● Exercise instructions: Each record is to be printed again exactly, though not its pictures.

··· Exercise input ···

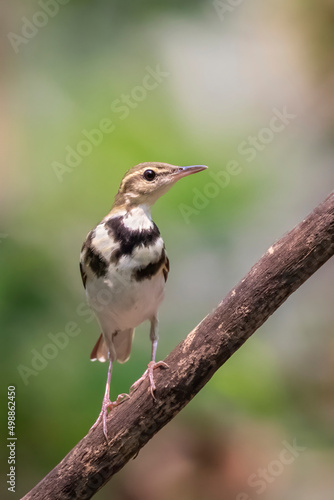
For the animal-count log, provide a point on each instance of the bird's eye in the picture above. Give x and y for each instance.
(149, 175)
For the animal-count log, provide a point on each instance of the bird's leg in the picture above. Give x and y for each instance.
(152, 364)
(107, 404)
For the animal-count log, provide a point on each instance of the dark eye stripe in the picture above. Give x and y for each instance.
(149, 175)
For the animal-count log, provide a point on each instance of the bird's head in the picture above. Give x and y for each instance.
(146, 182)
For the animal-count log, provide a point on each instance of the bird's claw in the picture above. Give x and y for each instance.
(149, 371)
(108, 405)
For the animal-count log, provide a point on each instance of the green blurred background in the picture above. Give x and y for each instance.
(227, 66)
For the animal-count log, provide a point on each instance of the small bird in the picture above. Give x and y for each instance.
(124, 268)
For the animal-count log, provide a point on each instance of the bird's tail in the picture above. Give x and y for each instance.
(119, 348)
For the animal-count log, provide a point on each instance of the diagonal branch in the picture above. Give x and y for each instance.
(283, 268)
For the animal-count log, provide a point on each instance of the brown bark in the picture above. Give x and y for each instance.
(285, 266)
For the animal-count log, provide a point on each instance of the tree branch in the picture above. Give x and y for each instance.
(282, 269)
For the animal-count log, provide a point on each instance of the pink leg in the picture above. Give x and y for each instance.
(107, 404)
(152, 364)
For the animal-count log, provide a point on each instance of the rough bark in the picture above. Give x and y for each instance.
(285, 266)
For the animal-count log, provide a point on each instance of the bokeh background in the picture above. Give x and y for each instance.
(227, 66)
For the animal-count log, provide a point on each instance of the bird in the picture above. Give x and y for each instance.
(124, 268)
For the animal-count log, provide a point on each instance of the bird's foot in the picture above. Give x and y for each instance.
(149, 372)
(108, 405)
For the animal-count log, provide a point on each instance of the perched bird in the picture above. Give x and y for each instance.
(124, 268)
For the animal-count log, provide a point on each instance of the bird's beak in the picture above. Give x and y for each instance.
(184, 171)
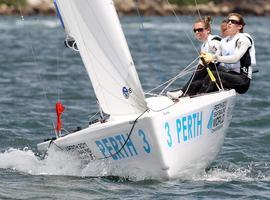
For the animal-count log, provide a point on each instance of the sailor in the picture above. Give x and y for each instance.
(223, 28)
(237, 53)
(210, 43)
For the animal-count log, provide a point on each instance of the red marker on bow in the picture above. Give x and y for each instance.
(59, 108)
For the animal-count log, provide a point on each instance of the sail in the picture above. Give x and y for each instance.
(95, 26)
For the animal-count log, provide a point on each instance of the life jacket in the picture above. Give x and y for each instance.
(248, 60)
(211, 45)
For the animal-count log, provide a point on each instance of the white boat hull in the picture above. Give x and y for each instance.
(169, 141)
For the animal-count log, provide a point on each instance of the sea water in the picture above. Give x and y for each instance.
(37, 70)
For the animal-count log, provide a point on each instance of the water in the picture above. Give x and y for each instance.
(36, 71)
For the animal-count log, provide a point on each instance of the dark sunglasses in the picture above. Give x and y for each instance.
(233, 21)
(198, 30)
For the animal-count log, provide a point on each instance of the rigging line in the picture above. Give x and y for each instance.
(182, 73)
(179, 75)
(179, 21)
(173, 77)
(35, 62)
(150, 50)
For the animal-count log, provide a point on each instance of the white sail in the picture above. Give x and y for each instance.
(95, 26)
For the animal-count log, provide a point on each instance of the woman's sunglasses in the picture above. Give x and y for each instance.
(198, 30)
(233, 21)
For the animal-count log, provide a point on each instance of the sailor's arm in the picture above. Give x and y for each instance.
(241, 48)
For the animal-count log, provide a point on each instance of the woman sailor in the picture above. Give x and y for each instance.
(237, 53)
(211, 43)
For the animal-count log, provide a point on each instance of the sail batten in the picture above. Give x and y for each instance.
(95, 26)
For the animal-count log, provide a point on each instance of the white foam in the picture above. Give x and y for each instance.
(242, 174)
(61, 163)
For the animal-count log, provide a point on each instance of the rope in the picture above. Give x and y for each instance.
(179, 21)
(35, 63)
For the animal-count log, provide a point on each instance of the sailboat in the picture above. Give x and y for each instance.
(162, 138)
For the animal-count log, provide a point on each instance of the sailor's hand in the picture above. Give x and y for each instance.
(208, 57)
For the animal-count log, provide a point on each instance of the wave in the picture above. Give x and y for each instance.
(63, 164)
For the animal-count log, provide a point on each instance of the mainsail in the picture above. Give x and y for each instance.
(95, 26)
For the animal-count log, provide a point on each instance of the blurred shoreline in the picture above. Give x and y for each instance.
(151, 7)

···

● Task response:
For the animal-count log, provide a point on each instance of the bird's eye in the picture above. Give x and y for each instance.
(149, 175)
For the animal-count log, provide a point on each instance of the bird's leg in the picture above. Give x and y for each instance.
(152, 364)
(107, 404)
For the animal-count log, provide a point on each instance of the dark eye stripe in the picture above. Give x and y for each instance.
(149, 175)
For the animal-count log, provide a point on each instance of the bird's head in the picture above. Give x and y for each instance.
(146, 182)
For the animal-count log, provide a point on each instance of the bird's claw in the picture above. Give x and y for each instance.
(149, 371)
(108, 405)
For the animal-count log, provide a point on each instance of the green blurred background in the picture above. Give x and y for each instance.
(227, 66)
For the animal-count log, provide a point on each instance of the small bird in the picture above. Give x and y for each instance.
(124, 268)
For the animal-count log, provide a point on each instance of the bird's tail in the picture above. Give x and y for each instance.
(119, 348)
For the animal-count log, provide a point on each instance of the diagonal branch in the picture above. Give x and y for each instance.
(283, 268)
For the animal-count log, provide a point on each instance of the brown bark in the picture above. Give x and y for each instance.
(285, 266)
For the animal-count log, provide a point on each instance of the tree branch in the picture above. Give x and y for each instance.
(282, 269)
For the animal-count log, provide a point on each instance of the pink leg in the picture above. Give x and y for each instance.
(107, 404)
(152, 364)
For the animal-count log, provide a point on each instance of the rough bark in the picture above. Give x and y for each instance.
(285, 266)
For the animal-count log, provide a point on each instance of the bokeh background in the picture above. Give x and y for each instance.
(227, 66)
For the animal-count log, provide a point on each instance of the bird in the picture above. Give x and y for each instance.
(124, 268)
For the animal-count log, provide a point on each instance of the bird's foot in the picture above. Give x and y for each instance.
(149, 372)
(108, 405)
For the animal-count log, provide a point on each instance of the perched bird in the picture above. Give x and y for each instance.
(124, 268)
For the animal-count log, provide a point on each instance of the bird's beak in the picture above. Give x and y for each instance.
(184, 171)
For the animal-count log, provide a point on each instance of the sailor in the picture above. Give x and y for each instance.
(223, 28)
(237, 53)
(210, 43)
For the animal-count log, provide a point on each instance of the red marker on bow in the picture above. Give x and y for each instance.
(59, 108)
For the animal-count log, provide a point on each instance of the sail in the picture above. Give x and y for each instance.
(95, 26)
For the animal-count log, provide a point on each instance of the life jacket in the picture above. Give x and y for each instance.
(248, 60)
(211, 45)
For the animal-count log, provide a point on each instance of the white boat hull in the picture above. Give x and y for each instance.
(169, 141)
For the animal-count log, provide a point on each instance of the sea water in the picture above. Give x and y for each instance.
(37, 70)
For the animal-count log, provide a point on each instance of the water in the picture above. Give x and y for each instance.
(36, 71)
For the animal-count log, provide a point on each instance of the dark sunglasses in the picture above. Give x and y for each instance.
(233, 21)
(198, 30)
For the animal-count log, provide a point on each instance of the rigging line in the picture above. Give x and y for each instance.
(182, 73)
(179, 75)
(179, 21)
(173, 77)
(35, 62)
(150, 50)
For the animal-count log, provide a point on each instance of the white sail in the picture above. Give x and y for each instance.
(95, 26)
For the animal-count log, provide a point on each instance of the woman's sunglasses in the picture above. Give x and y for each instance.
(198, 30)
(233, 21)
For the animal-count log, provide a point on each instance of the sailor's arm in the picture above. Give x and y for each instance.
(241, 48)
For the animal-count log, provide a point on each instance of the woman sailor in the picture above. Give x and y for each instance.
(237, 53)
(211, 43)
For the animal-count log, provide a point on each instance of the sail batten in the picture above. Give x and y for each instance.
(95, 26)
For the animal-count log, provide a point on each instance of the white foam in the picture above. Give x and y for each instance.
(242, 174)
(61, 163)
For the animal-count log, provide a point on each instance of the rope in the picture above. Give x and y for each instance.
(179, 21)
(35, 63)
For the animal-count log, provide a point on each instance of the sailboat in the picture above. Give x and y for each instance.
(162, 138)
For the animal-count log, provide a point on each instance of the sailor's hand in the picture above. Give x and y for each instance.
(208, 57)
For the animal-count log, provide a point on each instance of the wave in the picture above. Give x and y for each instance.
(63, 164)
For the animal-count log, provide a point on each instance of the mainsail in the picture above. Give x and y for each instance.
(95, 26)
For the animal-count log, provide a point on each instance of the blurred shoreline in the picture above. Give x and y for each instance.
(151, 7)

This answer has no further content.